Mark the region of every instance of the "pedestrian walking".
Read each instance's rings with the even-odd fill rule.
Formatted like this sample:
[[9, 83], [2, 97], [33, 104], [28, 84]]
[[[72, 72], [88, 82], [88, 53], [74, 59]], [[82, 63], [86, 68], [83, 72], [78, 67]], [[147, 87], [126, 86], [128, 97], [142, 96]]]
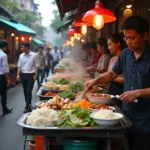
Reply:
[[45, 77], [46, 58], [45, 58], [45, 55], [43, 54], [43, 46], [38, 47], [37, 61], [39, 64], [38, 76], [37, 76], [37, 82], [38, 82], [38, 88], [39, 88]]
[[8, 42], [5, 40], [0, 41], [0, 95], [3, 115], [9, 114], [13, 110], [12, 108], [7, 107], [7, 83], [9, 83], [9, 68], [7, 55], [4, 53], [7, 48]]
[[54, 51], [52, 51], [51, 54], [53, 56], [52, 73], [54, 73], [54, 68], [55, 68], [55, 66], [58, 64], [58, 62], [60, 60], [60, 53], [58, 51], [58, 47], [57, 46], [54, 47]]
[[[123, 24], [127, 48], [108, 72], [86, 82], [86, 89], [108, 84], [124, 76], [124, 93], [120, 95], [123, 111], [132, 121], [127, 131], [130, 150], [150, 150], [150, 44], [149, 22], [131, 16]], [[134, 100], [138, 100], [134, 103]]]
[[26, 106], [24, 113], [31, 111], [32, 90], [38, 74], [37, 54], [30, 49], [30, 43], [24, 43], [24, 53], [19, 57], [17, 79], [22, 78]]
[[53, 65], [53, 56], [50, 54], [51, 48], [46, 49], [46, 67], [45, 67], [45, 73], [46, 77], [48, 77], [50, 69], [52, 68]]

**Objective**: Write out the items above exactly as they appear, but leave the pictures out.

**Solution below**:
Mark the region of every instance of the "pedestrian walking".
Read each instance's rings with the even-odd fill rule.
Formatted like this sample:
[[9, 83], [2, 97], [33, 104], [28, 84]]
[[[72, 72], [88, 82], [88, 53], [74, 59]], [[82, 63], [86, 68], [83, 72], [78, 67]], [[147, 87], [126, 86], [128, 97], [142, 96]]]
Reply:
[[45, 77], [46, 58], [45, 58], [45, 55], [43, 54], [43, 46], [38, 47], [37, 61], [39, 64], [38, 76], [37, 76], [37, 82], [38, 82], [38, 88], [39, 88]]
[[8, 42], [5, 40], [0, 41], [0, 95], [3, 115], [9, 114], [13, 110], [12, 108], [7, 107], [7, 83], [9, 83], [9, 68], [7, 55], [4, 53], [7, 48]]
[[54, 51], [52, 51], [51, 54], [53, 56], [52, 73], [54, 73], [54, 68], [55, 68], [55, 66], [58, 64], [58, 62], [60, 60], [60, 53], [58, 51], [58, 47], [57, 46], [54, 47]]
[[[123, 24], [127, 48], [108, 72], [86, 82], [86, 89], [108, 84], [124, 76], [124, 93], [120, 95], [123, 111], [132, 121], [127, 131], [130, 150], [150, 150], [150, 44], [149, 22], [131, 16]], [[134, 100], [138, 100], [134, 103]]]
[[26, 106], [24, 113], [31, 111], [32, 90], [38, 74], [37, 54], [30, 49], [30, 43], [24, 43], [24, 53], [19, 57], [17, 79], [22, 78]]
[[53, 65], [53, 56], [50, 54], [51, 48], [46, 49], [46, 67], [45, 67], [45, 73], [46, 77], [48, 77], [50, 69], [52, 68]]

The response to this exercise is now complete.